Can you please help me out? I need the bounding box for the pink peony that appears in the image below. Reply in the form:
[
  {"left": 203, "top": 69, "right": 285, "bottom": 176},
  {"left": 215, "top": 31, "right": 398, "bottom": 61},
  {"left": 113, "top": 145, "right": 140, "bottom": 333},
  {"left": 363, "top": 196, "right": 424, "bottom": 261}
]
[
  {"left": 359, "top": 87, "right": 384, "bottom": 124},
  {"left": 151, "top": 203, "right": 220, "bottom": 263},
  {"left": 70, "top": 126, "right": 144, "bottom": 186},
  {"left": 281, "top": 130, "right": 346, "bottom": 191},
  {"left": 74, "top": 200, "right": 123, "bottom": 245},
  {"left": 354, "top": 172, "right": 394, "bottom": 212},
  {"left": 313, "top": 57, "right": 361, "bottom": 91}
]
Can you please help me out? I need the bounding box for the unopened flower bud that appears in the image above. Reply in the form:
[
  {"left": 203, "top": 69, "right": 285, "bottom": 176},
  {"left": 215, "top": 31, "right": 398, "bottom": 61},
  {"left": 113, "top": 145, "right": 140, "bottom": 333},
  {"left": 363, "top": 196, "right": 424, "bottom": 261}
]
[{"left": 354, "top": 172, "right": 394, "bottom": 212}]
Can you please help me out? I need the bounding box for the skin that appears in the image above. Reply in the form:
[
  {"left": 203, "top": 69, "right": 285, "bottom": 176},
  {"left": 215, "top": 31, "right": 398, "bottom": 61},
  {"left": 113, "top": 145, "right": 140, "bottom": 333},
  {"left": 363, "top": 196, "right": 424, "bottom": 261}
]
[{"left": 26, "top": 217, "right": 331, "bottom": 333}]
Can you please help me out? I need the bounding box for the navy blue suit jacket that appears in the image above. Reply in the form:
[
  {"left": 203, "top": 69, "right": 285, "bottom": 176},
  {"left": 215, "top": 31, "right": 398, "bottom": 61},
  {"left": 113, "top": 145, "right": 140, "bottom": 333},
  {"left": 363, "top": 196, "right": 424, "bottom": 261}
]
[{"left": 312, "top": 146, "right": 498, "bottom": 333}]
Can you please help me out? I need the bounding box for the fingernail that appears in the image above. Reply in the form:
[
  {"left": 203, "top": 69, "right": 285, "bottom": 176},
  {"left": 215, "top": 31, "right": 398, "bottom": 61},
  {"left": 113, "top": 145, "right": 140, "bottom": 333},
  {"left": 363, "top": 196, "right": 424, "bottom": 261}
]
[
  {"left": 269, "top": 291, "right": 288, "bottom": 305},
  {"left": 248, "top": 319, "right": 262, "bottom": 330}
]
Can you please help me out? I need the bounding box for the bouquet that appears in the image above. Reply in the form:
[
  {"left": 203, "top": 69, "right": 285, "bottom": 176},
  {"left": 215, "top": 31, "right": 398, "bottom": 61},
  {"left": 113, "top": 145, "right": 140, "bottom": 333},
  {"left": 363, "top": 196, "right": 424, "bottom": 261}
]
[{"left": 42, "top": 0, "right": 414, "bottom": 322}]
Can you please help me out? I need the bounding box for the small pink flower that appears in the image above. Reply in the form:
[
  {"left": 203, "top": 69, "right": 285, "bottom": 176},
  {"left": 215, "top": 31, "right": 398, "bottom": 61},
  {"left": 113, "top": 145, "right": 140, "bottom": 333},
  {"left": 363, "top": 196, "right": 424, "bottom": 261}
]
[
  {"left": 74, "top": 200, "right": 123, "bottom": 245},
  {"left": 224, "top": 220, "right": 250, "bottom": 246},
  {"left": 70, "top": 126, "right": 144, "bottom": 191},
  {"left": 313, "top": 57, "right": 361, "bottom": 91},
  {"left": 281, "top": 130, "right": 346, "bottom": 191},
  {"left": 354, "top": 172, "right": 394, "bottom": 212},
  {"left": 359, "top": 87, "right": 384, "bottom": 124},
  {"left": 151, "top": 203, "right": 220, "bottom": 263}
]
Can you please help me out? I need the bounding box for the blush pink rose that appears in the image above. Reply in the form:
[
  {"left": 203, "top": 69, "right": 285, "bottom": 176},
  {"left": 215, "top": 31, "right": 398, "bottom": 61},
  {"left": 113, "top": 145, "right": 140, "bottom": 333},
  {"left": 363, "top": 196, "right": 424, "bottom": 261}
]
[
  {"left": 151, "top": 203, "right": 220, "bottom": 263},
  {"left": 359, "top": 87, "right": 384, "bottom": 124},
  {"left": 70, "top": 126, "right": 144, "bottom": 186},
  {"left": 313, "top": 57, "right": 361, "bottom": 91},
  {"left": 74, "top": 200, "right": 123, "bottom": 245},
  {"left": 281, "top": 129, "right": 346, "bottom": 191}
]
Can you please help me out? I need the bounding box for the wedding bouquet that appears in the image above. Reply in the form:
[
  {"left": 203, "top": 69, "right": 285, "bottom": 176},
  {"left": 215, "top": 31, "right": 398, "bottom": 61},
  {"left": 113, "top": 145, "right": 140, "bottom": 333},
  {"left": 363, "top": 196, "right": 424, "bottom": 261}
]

=== What to work on ===
Reproduce exactly the line containing "for the wedding" and every line after it through the end of the records above, and nothing else.

=== Correct answer ===
Can you please help me out? I need the bounding box for the wedding bouquet that appears in the image above. Reply in the form:
[
  {"left": 203, "top": 69, "right": 285, "bottom": 176},
  {"left": 215, "top": 31, "right": 398, "bottom": 61},
  {"left": 113, "top": 145, "right": 140, "bottom": 333},
  {"left": 363, "top": 196, "right": 424, "bottom": 261}
]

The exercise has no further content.